WORK TO DO
Restate the full set of records exactly, word for word.

ENTRIES SHOWN

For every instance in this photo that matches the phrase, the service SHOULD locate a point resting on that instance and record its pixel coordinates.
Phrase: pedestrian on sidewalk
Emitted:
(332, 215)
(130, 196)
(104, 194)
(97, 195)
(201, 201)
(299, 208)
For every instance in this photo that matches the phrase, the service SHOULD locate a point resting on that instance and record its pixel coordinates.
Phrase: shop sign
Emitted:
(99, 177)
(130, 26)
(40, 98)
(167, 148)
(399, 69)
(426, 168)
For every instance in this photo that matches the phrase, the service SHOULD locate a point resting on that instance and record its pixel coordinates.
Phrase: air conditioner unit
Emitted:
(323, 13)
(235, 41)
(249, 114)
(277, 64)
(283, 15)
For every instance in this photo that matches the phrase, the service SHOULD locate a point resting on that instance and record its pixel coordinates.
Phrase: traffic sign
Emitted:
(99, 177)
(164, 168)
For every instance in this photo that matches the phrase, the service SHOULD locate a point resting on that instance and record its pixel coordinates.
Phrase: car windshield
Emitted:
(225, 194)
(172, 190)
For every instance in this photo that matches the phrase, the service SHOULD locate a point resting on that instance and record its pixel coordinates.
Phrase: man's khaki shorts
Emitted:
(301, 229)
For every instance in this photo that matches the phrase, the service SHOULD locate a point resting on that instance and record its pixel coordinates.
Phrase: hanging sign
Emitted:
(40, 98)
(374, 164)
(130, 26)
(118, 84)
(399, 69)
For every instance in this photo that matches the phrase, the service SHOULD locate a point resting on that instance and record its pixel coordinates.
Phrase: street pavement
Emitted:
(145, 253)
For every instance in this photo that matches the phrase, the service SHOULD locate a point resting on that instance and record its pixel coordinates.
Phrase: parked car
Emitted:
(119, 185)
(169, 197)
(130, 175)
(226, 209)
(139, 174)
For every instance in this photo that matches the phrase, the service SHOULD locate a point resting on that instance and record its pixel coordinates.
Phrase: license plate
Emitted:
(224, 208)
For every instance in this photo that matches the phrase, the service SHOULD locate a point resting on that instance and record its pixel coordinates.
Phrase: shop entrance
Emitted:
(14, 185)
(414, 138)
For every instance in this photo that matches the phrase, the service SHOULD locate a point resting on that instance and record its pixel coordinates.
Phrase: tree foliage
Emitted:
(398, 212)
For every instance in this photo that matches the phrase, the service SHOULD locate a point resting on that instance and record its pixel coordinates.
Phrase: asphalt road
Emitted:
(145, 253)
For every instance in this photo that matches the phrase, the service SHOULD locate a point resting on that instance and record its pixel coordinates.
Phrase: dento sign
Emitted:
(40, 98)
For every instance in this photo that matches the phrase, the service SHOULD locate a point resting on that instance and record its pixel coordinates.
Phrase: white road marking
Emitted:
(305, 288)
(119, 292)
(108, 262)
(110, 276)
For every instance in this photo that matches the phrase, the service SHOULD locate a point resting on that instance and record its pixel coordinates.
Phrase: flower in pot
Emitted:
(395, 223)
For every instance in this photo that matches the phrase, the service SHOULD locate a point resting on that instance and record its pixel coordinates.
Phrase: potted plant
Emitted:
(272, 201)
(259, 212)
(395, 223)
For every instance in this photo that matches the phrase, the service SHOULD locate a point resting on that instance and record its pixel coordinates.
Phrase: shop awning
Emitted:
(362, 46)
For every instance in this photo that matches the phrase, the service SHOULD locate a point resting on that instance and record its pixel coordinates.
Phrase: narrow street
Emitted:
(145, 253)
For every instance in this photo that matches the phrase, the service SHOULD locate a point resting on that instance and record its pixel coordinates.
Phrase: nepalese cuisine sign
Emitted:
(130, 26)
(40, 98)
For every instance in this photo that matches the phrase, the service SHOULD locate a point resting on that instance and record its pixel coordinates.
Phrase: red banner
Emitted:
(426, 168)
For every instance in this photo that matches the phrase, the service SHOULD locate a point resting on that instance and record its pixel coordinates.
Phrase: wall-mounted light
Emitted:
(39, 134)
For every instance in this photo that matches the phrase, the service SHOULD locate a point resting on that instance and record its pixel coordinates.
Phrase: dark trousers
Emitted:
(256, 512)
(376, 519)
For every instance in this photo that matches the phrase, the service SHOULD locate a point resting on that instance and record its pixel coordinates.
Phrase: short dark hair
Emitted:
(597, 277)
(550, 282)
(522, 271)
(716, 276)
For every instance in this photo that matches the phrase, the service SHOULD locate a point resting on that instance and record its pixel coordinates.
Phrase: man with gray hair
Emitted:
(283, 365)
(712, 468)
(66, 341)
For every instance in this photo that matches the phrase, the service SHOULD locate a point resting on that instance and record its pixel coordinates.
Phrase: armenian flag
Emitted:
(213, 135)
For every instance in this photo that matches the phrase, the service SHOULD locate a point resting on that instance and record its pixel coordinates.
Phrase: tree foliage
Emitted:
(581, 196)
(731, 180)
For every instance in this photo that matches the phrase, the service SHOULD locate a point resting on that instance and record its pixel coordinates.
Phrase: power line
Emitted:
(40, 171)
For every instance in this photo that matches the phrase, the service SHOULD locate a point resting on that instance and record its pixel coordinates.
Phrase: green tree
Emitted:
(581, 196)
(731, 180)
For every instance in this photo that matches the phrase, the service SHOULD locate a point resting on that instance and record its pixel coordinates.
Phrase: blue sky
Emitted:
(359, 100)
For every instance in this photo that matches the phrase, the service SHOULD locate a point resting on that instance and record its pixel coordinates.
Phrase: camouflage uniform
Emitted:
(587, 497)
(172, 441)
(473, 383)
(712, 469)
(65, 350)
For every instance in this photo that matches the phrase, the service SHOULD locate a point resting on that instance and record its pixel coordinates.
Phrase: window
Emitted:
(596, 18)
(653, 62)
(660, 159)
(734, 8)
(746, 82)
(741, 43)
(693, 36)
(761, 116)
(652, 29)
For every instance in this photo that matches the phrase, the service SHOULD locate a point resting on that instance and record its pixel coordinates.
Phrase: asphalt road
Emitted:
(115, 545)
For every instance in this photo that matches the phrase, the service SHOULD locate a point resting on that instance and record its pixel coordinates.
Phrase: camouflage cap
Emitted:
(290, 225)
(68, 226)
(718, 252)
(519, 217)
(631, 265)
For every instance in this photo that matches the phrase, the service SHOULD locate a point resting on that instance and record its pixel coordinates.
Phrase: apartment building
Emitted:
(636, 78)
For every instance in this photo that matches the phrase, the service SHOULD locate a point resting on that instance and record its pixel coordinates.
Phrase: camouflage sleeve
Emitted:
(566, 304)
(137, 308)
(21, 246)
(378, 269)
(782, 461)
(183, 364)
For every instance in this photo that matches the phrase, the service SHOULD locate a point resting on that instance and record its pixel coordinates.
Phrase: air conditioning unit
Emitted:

TASK ANSWER
For every instance in this photo that matches the phrase, the service SHOULD locate a point resting on that instance and record its pixel coordinates.
Phrase: pedestrian on sidewalk
Emitted:
(332, 215)
(130, 196)
(104, 194)
(97, 195)
(201, 201)
(299, 208)
For every instance in this photo that matches the phrase, the service SHOULD locate a point resting on that instance and record its pixel coordinates.
Phrase: shop sign
Emitted:
(99, 177)
(130, 26)
(40, 98)
(167, 148)
(399, 69)
(426, 168)
For every instance in this photo that matches the phrase, the service SHOULD locate a point resting on that instance and record its pixel coordinates.
Phrase: air conditioner unit
Emitted:
(323, 13)
(235, 41)
(249, 114)
(277, 64)
(283, 15)
For every instance in this photo that matches the phrase, the service SHOULD locate a point resting on that instance and record its pixel coordinates.
Phrase: traffic sign
Emitted:
(99, 177)
(164, 168)
For every instance in this photo that matches the phrase, the service SHOULD locate a point resting on that instance and record its pixel coordinates.
Phrase: car windshield
Emitted:
(225, 194)
(172, 190)
For every instance in this photo that matches the phrase, the service SHOULD locate a point resting on that instance and record its pixel coordinates.
Phrase: man's khaki shorts
Emitted:
(301, 229)
For every instance in this photo that matches the phrase, the service SHOULD locate a point resting on that instance and record its pixel coordinates.
Phrase: hanging sign
Emitted:
(40, 98)
(374, 164)
(130, 26)
(118, 84)
(399, 69)
For every instance in this photo that matches the phrase, the service SHOULD locate a point resting on that instance and record its pixel coordinates.
Phrase: street pavement
Emitted:
(145, 253)
For every instance in this photo that matches the phrase, the service SHOULD locate a point resting on that instance and record its pixel coordinates.
Phrase: parked car
Emitted:
(119, 185)
(169, 197)
(130, 175)
(226, 209)
(139, 174)
For every instance in this photo that matches the phrase, the service SHOULD locate a point resting on that instance and record its pixel coordinates.
Phrase: license plate
Emitted:
(224, 208)
For every instance in this photo that matches the phrase, the service SHOULD locate a point resting on that instance and record its pixel coordinates.
Phrase: shop entrance
Emitted:
(14, 185)
(414, 138)
For every instance in this photo that matches the phrase, the service SHOULD locate a point resting on that instance and record its pixel coordinates.
Phrase: tree foliage
Emitted:
(398, 212)
For every instance in this photo that matches the phrase, the service SHOULD locate a point resting on that instance and record its pixel coordinates.
Phrase: asphalt road
Emitted:
(145, 253)
For every instance in this photo that matches the phrase, the service SHOULD locate a point resting on that instance and record its pixel coordinates.
Phrase: dento sign
Emitted:
(40, 98)
For every instance in this photo that matches the phrase, the service SHOULD locate a point resting on that instance and record its pixel coordinates.
Phrase: white road marking
Emitted:
(305, 288)
(119, 292)
(108, 262)
(110, 276)
For every instance in this photo that matches the phrase, the service SHOULD locate a point resting on that instance and record its pixel coordinates.
Phrase: flower in pot
Emitted:
(395, 223)
For every instance in this photo that matches the phrase, the service SHOULD locate a point resting on that instance and record its pixel coordinates.
Phrase: potted plant
Emitted:
(272, 201)
(259, 212)
(395, 223)
For every instance in this photo that matches the phrase, the service SHOULD locate a point resting on that instance and record its pixel coordinates.
Phrase: shop awning
Emitted:
(362, 46)
For every instance in this photo that matches the phrase, the service SHOULD locate a point resting on that instance and record its pixel coordinates.
Phrase: narrow street
Emitted:
(145, 253)
For every instance in this photo that matches the phrase, the service SHOULD locate a point resting on that instance and record its pixel coordinates.
Phrase: nepalese cuisine sign
Emitted:
(130, 26)
(40, 98)
For every instance in this photo that matches the phrase, the service SHOULD locate a point resting on that instance and record its pixel coordinates.
Phrase: red banner
Emitted:
(426, 168)
For every instance in this photo that matches the phrase, the service SHOULD locate a point resting on that instance and record its pixel coordinates.
Phrase: wall-mounted light
Emitted:
(39, 134)
For every instance in this photo that matches the phrase, the service SHOULD locate a point resting on that instance and record its pixel coordinates.
Phrase: dark trousers
Emitted:
(256, 512)
(376, 519)
For every instance in this photo that matches the phrase, the service SHOULD locate a point resting on that instance and record its pixel coordinates.
Phrase: short dark hair
Emitted:
(597, 277)
(550, 282)
(522, 271)
(716, 276)
For every instance in this photo that matches the phrase, the service SHOULD locate a point resting on that instance and record its pixel coordinates.
Phrase: man with gray hair
Emitted:
(283, 365)
(712, 468)
(66, 341)
For every instance in this photo that matches the phrase, the service SHOULD locate a point resting on that instance and record its pixel coordinates.
Phrase: armenian flag
Emitted:
(213, 135)
For every instance in this photo that matches the phrase, the service SHOULD locate a point resting on that instance and record its pixel coordinates.
Phrase: tree foliage
Emitted:
(581, 196)
(731, 180)
For every instance in this photo that matches the phrase, the service SHOULD locate a point resting on that instance and record its pixel coordinates.
Phrase: power line
Emitted:
(40, 171)
For every instance in this photo that matches the phrase, the service SHOULD locate a point resting on that instance and record its pixel coordinates.
Phrase: green tree
Emitted:
(581, 196)
(731, 180)
For every instance in this photo that matches the phrase, the service SHOULD locate a point resting on that instance and record its pixel coordinates.
Phrase: blue sky
Emitted:
(359, 100)
For every instance in this photo that matches the phrase, the service SHOULD locate a point resting on that instance and record its pixel coordinates.
Phrase: camouflage uniform
Emitted:
(587, 497)
(172, 441)
(473, 383)
(712, 469)
(65, 350)
For every instance in this photo that matches the phrase, the service SHOULD locate a point resting on that instance and record its pixel coordinates.
Phrase: window
Emitted:
(596, 18)
(653, 62)
(660, 159)
(734, 8)
(746, 82)
(741, 43)
(693, 36)
(761, 116)
(652, 29)
For every instance in this photo that matches the phrase, the service SHOULD locate a point resting on that instance and record its pixel coordinates.
Phrase: asphalt road
Emitted:
(115, 545)
For every instance in this photo that matches the phrase, the service SHOULD locate a point resting on that instance and record its pixel coordinates.
Phrase: camouflage cap
Emitted:
(290, 225)
(68, 226)
(718, 252)
(519, 217)
(631, 265)
For every instance in this photo that matches the phrase, the service SHOULD locate a point resting on that instance and record its pixel coordinates.
Phrase: apartment building
Emitted:
(636, 78)
For every instance in this photo that matches the phrase, the service SHOULD locate a point resting on that instance and record its pixel coordinates.
Phrase: camouflage sleeve
Emitted:
(566, 304)
(137, 308)
(21, 246)
(378, 269)
(782, 461)
(183, 364)
For every instance in this photo that matches the phrase, the service SHOULD locate a point resting on that instance and record its pixel coordinates.
Phrase: air conditioning unit
Emitted:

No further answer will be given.